[Collection entries]
=== Section Start ===

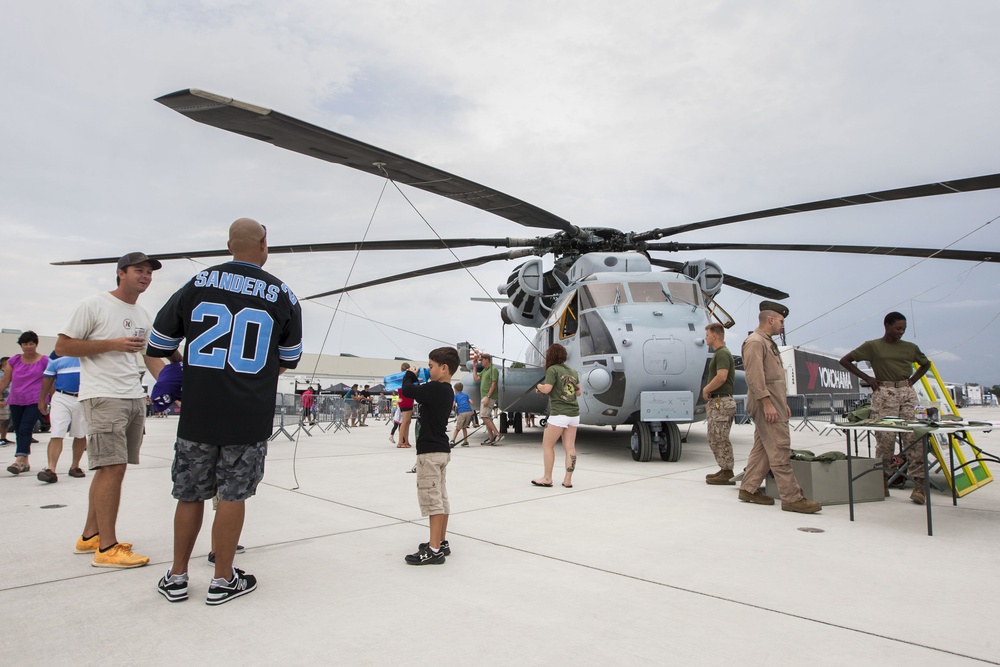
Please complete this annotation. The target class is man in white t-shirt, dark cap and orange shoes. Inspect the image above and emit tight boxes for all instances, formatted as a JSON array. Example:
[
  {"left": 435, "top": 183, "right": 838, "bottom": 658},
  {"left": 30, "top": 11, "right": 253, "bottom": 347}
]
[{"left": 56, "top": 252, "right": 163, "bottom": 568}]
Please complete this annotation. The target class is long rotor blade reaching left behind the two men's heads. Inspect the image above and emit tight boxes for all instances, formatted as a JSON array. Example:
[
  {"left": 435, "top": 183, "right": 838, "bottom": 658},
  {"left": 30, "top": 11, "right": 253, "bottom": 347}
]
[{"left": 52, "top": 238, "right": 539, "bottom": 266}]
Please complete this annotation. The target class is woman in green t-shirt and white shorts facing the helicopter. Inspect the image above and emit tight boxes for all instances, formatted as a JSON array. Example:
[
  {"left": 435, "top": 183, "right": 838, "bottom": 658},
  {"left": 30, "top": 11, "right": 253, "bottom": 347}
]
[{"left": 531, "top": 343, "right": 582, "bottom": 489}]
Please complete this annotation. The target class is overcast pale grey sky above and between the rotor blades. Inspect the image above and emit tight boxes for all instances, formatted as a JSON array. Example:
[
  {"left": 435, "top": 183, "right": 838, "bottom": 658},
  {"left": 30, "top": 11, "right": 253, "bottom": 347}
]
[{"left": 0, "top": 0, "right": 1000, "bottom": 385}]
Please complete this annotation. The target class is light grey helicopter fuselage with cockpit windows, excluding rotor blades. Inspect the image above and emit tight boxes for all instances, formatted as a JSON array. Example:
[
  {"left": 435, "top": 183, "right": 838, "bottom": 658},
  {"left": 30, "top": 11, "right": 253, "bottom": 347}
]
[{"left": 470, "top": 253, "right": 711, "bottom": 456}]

=== Section End ===

WHAT IS EXPECTED: Write out every line in the data that holds the string "shirt".

TASK OUTPUT:
Please complete this annotation. The target class is man in white t-shirt, dark cap and orange shoes. Inspect the image above and emit tight boxes for all instances, formatted as a JSON array. Example:
Please complete this annotation. The target class is woman in green t-shirt and white shorts facing the helicopter. Inspect the image above and emit tight boxes for all instances, formatted as a JSON array. Example:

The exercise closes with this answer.